**TEXT FOR ANALYSIS**.
+ + + + + + +
According to local media reports three men dressed in military-style clothing armed with kalashnikovs opened fire at around midday local time.
"A terrorist attack [targeted] the Bardo Museum," Tunisian interior ministry spokesman Mohamed Ali Aroui told journalists.
He said that the attack involved "two or more terrorists armed with Kalashnikovs".
The latest reports say that police had killed the two terrorist attackers after a stand-off. Several tourists who had been taken hostage were freed.
The Tunisian PM says says at least 17 foreign tourists were killed in the attack. A Tunisian policeman is also believed to have been killed.
Numerous other tourists were injured including four French nationals who were taken to hospital.
In a brief call with his Tunisian counterpart Beji Caid Essebsi, French president François Hollande expressed "the solidarity of France with ... the Tunisian people in this very grave moment," a source close to Hollande's office told AFP.
French PM Manuel Valls said: "I condemn this terrorist attack in the strongest terms."
Earlier, a French national who was trapped in the museum at the time told BFM TV that she was with 40 French nationals who had locked themselves inside a room.
“Given the number of shots fired it would be a surprise if there are no deaths,” whispered the witness named Fabienne. “We are scared that they [gunmen] will arrive at any moment and shoot us.”
“I am sitting against the wall with my partner, another couple and a child.”
Around 200 visitors were said to be in the museum at the time of the attack.
(The map above shows the museum, with Parliament attached from the lower right.)
The Bardo museum is visited by thousands of tourists each year as it contains one of the world’s largest collections of Roman mosaics.
+ + + + + + +
**DATA SECTION**.
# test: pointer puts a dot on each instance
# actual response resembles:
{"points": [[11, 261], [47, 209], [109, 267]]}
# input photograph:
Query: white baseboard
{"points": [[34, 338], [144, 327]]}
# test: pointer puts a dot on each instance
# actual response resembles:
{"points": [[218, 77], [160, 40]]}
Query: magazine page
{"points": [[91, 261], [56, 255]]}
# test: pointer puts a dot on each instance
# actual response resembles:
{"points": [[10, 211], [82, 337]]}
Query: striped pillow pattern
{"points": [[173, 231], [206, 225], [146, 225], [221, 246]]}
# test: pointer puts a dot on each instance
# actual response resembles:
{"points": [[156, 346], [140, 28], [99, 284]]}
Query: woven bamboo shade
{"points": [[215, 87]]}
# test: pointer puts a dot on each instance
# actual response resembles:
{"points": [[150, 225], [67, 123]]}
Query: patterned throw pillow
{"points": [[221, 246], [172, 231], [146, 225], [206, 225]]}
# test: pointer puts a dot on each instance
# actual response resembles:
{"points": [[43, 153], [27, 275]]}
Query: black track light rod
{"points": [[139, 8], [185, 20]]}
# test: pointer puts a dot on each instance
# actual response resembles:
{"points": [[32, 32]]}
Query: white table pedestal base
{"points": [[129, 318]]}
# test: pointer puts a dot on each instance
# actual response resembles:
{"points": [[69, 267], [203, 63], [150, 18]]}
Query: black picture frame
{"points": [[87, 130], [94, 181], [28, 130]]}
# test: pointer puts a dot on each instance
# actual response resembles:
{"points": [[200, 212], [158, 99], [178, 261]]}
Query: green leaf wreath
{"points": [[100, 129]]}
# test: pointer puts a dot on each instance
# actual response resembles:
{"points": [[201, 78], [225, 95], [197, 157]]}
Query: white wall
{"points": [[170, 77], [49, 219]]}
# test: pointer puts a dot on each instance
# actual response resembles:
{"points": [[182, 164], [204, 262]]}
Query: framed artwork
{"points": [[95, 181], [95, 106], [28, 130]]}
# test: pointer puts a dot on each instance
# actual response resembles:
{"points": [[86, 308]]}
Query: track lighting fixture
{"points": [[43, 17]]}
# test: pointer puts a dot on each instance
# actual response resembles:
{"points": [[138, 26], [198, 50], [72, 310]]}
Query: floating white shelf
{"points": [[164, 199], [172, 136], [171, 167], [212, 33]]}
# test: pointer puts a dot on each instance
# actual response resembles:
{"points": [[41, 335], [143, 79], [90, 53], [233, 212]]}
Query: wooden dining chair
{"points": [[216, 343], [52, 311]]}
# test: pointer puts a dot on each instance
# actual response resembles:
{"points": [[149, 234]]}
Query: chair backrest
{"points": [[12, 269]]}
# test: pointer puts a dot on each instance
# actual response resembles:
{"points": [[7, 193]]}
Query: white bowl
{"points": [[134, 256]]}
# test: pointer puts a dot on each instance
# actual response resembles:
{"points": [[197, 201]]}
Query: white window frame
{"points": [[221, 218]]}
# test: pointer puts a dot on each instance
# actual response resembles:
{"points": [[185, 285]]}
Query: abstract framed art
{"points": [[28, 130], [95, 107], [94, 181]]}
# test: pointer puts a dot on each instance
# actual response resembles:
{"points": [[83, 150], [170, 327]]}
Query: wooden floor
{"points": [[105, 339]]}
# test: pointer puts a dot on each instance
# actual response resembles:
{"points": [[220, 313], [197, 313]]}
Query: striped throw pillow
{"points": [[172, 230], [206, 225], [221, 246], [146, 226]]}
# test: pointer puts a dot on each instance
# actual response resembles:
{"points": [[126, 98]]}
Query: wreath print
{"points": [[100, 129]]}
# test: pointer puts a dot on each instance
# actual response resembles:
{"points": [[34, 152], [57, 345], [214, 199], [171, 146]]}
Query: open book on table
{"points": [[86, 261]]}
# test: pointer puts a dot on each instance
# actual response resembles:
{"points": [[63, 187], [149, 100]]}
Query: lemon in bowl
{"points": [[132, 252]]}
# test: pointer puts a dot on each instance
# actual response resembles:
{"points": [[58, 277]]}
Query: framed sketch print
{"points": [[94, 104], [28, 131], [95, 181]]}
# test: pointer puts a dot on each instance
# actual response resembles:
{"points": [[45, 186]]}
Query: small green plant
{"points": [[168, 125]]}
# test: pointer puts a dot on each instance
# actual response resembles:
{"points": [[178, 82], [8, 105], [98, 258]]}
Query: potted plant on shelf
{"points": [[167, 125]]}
+ + + + + + +
**EXERCISE GOAL**. Reproduce the passage of the Bardo Museum attack report that begins at the words "Around 200 visitors" and ends after the words "of Roman mosaics.", substituting "ancient mosaics" for "Roman mosaics".

**EXPECTED ANSWER**.
Around 200 visitors were said to be in the museum at the time of the attack.
(The map above shows the museum, with Parliament attached from the lower right.)
The Bardo museum is visited by thousands of tourists each year as it contains one of the world’s largest collections of ancient mosaics.